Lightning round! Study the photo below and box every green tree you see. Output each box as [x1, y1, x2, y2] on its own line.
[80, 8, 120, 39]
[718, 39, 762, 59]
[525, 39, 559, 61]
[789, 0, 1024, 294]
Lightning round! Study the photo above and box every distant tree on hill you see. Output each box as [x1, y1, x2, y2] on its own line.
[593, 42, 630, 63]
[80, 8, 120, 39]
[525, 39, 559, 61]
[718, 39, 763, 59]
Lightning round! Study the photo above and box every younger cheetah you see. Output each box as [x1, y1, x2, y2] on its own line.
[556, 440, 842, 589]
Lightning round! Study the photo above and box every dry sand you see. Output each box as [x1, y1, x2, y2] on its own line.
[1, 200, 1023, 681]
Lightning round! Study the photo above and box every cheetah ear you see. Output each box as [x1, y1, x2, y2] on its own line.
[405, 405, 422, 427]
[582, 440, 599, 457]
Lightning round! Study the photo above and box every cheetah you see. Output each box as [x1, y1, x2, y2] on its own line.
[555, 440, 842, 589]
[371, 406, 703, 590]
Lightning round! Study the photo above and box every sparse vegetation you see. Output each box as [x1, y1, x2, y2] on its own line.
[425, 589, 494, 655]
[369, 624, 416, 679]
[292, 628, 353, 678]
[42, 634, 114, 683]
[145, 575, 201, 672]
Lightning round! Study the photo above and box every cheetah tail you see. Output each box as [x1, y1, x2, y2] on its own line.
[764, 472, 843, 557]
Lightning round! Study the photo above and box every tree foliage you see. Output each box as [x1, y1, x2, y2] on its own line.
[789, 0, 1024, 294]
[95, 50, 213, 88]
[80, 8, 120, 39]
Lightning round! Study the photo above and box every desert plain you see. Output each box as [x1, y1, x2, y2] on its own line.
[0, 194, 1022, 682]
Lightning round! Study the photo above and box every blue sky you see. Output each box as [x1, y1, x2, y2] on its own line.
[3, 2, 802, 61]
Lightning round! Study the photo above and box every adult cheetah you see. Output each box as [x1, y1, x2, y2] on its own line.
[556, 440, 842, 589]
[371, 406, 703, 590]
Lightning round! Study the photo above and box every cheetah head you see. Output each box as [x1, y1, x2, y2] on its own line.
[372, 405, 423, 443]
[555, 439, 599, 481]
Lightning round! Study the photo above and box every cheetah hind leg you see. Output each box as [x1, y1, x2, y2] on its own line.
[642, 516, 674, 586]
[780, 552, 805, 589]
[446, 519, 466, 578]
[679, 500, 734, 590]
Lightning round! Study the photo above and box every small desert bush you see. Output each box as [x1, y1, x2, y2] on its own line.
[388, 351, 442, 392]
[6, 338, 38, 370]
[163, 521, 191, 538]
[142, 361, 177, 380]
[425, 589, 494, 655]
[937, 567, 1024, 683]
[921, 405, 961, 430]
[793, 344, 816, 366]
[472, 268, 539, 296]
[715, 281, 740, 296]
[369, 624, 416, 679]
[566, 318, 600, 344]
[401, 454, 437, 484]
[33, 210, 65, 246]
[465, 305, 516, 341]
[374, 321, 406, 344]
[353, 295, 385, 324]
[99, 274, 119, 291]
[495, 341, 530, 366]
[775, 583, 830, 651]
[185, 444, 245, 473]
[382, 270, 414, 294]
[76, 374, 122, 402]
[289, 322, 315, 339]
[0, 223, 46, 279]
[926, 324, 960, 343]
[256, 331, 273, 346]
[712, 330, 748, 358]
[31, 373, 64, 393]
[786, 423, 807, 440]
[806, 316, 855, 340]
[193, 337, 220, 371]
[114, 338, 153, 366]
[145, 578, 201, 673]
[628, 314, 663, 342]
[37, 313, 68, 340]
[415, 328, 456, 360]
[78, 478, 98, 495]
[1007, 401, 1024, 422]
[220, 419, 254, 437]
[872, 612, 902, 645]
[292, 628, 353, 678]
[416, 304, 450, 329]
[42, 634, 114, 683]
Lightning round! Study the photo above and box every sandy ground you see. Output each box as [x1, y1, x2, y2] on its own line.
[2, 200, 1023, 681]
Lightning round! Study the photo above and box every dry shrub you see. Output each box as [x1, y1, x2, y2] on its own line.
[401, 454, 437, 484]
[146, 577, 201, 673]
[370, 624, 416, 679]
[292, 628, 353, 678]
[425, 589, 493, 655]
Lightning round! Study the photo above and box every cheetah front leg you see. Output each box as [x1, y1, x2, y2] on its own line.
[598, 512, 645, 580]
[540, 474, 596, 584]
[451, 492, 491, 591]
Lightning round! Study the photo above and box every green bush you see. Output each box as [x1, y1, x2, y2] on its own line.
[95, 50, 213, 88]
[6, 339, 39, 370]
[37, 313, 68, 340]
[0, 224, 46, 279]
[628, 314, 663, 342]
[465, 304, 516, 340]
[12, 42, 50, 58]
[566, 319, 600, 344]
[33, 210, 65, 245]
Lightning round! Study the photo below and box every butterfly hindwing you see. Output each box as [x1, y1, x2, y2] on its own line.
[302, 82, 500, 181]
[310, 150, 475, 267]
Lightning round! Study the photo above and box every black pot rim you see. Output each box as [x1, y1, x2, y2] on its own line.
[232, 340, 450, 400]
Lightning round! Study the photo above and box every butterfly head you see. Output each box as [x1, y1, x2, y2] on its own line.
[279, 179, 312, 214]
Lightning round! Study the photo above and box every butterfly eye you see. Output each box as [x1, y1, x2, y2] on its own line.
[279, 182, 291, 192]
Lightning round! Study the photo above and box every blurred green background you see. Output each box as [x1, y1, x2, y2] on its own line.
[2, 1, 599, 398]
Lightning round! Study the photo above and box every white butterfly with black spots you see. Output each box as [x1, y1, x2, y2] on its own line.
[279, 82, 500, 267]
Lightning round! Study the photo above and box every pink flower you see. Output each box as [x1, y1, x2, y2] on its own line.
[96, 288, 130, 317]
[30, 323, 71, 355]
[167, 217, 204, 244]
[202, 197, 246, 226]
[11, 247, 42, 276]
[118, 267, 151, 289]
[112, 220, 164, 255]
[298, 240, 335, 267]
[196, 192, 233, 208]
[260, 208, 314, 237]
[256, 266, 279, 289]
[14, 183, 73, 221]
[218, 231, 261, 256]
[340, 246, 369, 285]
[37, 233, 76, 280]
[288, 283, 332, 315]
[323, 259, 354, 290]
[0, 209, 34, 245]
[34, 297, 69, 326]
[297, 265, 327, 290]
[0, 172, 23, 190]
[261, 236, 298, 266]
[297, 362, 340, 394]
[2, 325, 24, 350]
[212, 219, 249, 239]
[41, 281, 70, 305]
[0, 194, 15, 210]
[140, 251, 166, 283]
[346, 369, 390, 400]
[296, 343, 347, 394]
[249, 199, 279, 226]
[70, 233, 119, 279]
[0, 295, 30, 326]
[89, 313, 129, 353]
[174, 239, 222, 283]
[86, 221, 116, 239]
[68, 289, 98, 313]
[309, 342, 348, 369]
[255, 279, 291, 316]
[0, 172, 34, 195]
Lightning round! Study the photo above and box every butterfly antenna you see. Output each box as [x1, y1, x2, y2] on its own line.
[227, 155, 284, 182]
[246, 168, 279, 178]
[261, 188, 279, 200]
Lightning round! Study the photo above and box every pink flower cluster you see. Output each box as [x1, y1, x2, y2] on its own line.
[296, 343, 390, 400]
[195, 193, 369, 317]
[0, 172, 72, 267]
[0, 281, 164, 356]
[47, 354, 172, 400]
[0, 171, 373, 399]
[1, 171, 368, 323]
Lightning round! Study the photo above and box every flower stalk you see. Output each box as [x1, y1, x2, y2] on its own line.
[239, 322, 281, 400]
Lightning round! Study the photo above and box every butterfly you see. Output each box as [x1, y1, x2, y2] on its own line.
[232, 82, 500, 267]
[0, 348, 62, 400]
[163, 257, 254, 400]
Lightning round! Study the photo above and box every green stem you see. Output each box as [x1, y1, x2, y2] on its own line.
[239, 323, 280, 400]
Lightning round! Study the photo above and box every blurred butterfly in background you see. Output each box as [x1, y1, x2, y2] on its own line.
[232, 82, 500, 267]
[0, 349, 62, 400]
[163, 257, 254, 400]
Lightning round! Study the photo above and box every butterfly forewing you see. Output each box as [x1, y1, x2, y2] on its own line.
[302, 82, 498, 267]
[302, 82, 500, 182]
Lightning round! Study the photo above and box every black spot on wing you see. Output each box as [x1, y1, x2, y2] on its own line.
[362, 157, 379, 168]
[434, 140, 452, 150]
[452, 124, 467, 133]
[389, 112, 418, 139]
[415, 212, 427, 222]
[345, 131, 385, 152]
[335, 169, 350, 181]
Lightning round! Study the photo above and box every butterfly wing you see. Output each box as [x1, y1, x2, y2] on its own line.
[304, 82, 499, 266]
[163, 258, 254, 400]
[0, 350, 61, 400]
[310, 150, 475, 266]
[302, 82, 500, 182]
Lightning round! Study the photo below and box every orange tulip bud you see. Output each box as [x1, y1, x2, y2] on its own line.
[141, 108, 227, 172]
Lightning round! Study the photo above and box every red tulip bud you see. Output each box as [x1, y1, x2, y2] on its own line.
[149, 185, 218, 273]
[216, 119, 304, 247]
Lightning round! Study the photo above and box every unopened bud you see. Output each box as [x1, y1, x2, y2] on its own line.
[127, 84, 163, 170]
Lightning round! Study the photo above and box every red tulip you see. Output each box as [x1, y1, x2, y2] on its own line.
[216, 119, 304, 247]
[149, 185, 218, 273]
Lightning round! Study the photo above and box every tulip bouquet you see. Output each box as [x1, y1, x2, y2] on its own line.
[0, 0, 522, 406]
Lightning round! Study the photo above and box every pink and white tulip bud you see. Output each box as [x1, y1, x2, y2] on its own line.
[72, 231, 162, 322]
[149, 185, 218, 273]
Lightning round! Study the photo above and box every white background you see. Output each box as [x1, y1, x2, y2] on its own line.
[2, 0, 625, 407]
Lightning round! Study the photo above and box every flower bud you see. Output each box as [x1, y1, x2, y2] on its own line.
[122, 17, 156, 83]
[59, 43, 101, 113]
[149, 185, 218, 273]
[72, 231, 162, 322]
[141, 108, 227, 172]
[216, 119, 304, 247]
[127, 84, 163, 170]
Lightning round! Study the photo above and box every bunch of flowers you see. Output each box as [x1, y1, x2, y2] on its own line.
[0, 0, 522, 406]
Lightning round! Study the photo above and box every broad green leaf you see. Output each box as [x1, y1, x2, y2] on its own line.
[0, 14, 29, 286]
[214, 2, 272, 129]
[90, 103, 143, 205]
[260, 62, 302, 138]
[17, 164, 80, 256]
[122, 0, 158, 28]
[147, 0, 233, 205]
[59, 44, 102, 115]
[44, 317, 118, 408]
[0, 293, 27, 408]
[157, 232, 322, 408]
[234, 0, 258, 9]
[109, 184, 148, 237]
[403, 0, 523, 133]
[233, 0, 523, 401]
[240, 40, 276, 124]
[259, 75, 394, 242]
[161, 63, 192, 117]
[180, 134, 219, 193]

WHAT YOU HAVE TO DO -
From the line that contains "Lightning round! Study the photo above and box every bunch" to the last line of the material above, repeat every line exactly, keeping both the first and the last.

SOLUTION TO THE EXERCISE -
Lightning round! Study the photo above and box every bunch of flowers you see. Output each box as [x1, y1, x2, y2] on its own line.
[0, 0, 522, 406]
Lightning round! Study the photo above and box every broad green leaf you see. Output each box as [x1, y1, x2, y2] on its own line.
[0, 14, 29, 286]
[214, 2, 272, 129]
[90, 103, 143, 205]
[260, 62, 302, 138]
[17, 164, 80, 256]
[122, 0, 158, 28]
[147, 0, 233, 205]
[59, 44, 102, 115]
[44, 317, 118, 408]
[0, 293, 27, 408]
[157, 232, 322, 408]
[234, 0, 258, 9]
[109, 184, 148, 237]
[403, 0, 523, 133]
[233, 0, 523, 401]
[240, 40, 276, 124]
[259, 75, 394, 242]
[161, 63, 192, 117]
[180, 134, 219, 193]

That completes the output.